● **Exercise inputs**

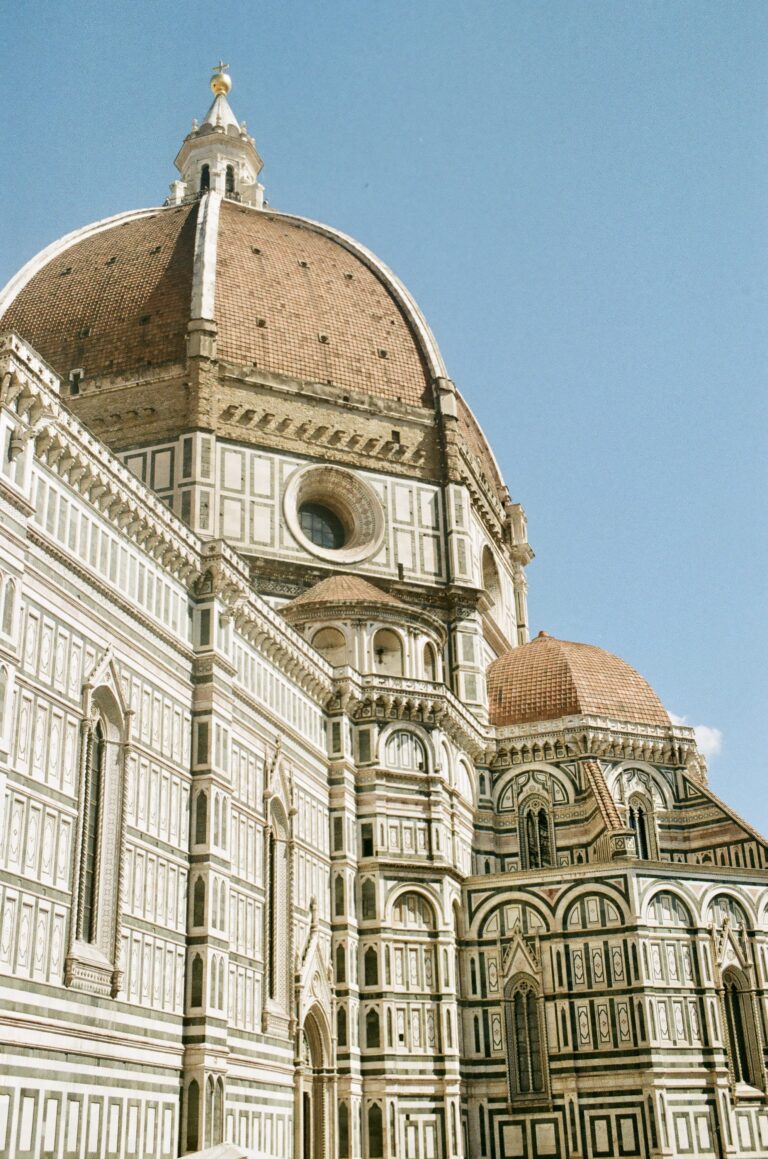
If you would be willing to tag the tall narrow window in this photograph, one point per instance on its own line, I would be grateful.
(8, 607)
(535, 837)
(375, 1134)
(200, 818)
(525, 1052)
(371, 967)
(343, 1131)
(740, 1028)
(198, 903)
(372, 1033)
(638, 815)
(276, 917)
(271, 974)
(368, 897)
(192, 1116)
(89, 854)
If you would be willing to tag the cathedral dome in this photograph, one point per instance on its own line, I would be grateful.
(289, 297)
(126, 304)
(549, 678)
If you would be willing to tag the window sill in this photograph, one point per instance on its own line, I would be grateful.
(744, 1092)
(87, 969)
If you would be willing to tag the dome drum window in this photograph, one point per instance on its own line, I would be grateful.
(334, 515)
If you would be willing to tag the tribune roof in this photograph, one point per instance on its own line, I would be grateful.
(549, 678)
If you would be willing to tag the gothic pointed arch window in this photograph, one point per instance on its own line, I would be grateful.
(640, 818)
(525, 1040)
(536, 837)
(96, 928)
(276, 916)
(743, 1040)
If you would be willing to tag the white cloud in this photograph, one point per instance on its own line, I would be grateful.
(708, 738)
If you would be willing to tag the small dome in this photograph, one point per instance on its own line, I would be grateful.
(548, 679)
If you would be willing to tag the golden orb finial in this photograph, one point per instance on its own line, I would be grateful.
(220, 81)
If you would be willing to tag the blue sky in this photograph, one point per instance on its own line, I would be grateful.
(577, 195)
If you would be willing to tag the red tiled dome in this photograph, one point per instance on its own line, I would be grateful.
(549, 678)
(290, 297)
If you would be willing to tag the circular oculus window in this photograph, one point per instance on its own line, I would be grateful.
(334, 515)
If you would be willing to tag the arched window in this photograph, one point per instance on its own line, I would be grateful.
(218, 1112)
(414, 911)
(198, 903)
(4, 693)
(404, 750)
(100, 845)
(210, 1099)
(8, 607)
(743, 1042)
(387, 653)
(524, 1040)
(490, 577)
(341, 1026)
(200, 818)
(535, 838)
(640, 819)
(343, 1131)
(375, 1132)
(87, 916)
(371, 967)
(723, 908)
(368, 898)
(196, 985)
(338, 896)
(331, 646)
(372, 1035)
(192, 1116)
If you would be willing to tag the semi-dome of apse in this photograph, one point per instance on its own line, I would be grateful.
(549, 679)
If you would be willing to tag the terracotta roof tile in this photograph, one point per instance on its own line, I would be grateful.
(115, 301)
(550, 678)
(282, 288)
(476, 444)
(343, 589)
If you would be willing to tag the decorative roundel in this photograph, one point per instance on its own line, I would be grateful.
(334, 515)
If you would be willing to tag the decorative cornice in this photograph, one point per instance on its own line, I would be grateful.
(595, 736)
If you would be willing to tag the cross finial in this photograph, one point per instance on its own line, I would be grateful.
(220, 81)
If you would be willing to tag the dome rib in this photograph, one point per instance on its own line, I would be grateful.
(548, 679)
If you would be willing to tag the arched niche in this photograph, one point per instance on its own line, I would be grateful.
(388, 655)
(331, 644)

● **Work to complete**
Repeat all of the records above word for word, leaving the pictures out.

● **Output for this exercise**
If you would be willing to tag the tall narrow window in this photograph, one point per instance on its own line, I would be grateful.
(8, 607)
(535, 837)
(375, 1134)
(200, 818)
(525, 1052)
(371, 967)
(343, 1131)
(740, 1028)
(198, 903)
(372, 1033)
(638, 815)
(276, 917)
(271, 974)
(368, 897)
(192, 1116)
(89, 854)
If you would be willing to tag the cathedral dome in this photograph, one point per instance on its own line, I would be grateful.
(289, 297)
(126, 304)
(549, 678)
If you would be willing to tag the window sill in this photograph, one point per instance on its own line, I would be grateful.
(744, 1092)
(87, 969)
If you would be willing to tag the dome drum window in this photograph, one point per instance on its own line, I would be grateful.
(334, 515)
If you would be willing to tag the tribune roof in this photograph, one point per instance on its own line, I would be grateful.
(549, 678)
If you would be willing to tag the gothic pointed arch window in this photograph, one point per instance on its own line, I would be grateful.
(640, 818)
(525, 1040)
(536, 837)
(96, 928)
(276, 916)
(743, 1040)
If you would be willing to tag the white cloud in this photograph, one point per instance on its own line, I would be grateful.
(708, 738)
If you would be willing to tag the small dome in this photograph, one point per instance on its own line, I would be grateful.
(548, 679)
If you would be willing to tag the golden orb finial in this photograph, one point per instance on its own line, I would be grateful.
(220, 81)
If you would be willing to tag the blue sky in this photograph, one point per instance on its own line, I would be grateful.
(577, 195)
If you would be willing to tag the red tiled dome in this photograph, one point per instance on its own line, I would be grateful.
(549, 678)
(290, 297)
If you would be willing to tag the circular oculus window in this photograph, one point per instance on its own line, I would be grateful.
(334, 515)
If you would be willing to tag the arched window in this photograph, one point per instance on its own line, I would be grateful.
(218, 1112)
(414, 911)
(198, 903)
(4, 693)
(404, 750)
(100, 845)
(210, 1099)
(8, 607)
(743, 1042)
(387, 653)
(524, 1040)
(490, 577)
(341, 1026)
(200, 818)
(535, 838)
(640, 819)
(343, 1131)
(375, 1132)
(87, 916)
(371, 967)
(723, 908)
(368, 898)
(196, 985)
(338, 896)
(331, 646)
(372, 1035)
(192, 1116)
If you would be willing to tag the semi-dome of apse in this photograph, one point per instance on its own line, I would be grateful.
(549, 679)
If you would be willing to tag the terracotta roof tile in this photograph, one point per instance on its own line, I would be grateful.
(115, 301)
(550, 678)
(282, 288)
(476, 444)
(343, 589)
If you would be willing to tag the decorative roundel in this photograph, one point per instance on its own line, I would be grateful.
(334, 515)
If you would be willing to tag the decorative cornice in this photograph, one point per instance on its own line, I would be grateful.
(595, 736)
If you would be willing to tag the cross finial in this photograph, one point per instance on its own line, I would be grateful.
(220, 81)
If you would be willing to tag the dome rib in this photograph, one point per instance on its own line, I would be grateful.
(548, 679)
If you would be willing to tag the arched niche in this photograph, one point per instance on its own line, I would be grateful.
(388, 655)
(331, 644)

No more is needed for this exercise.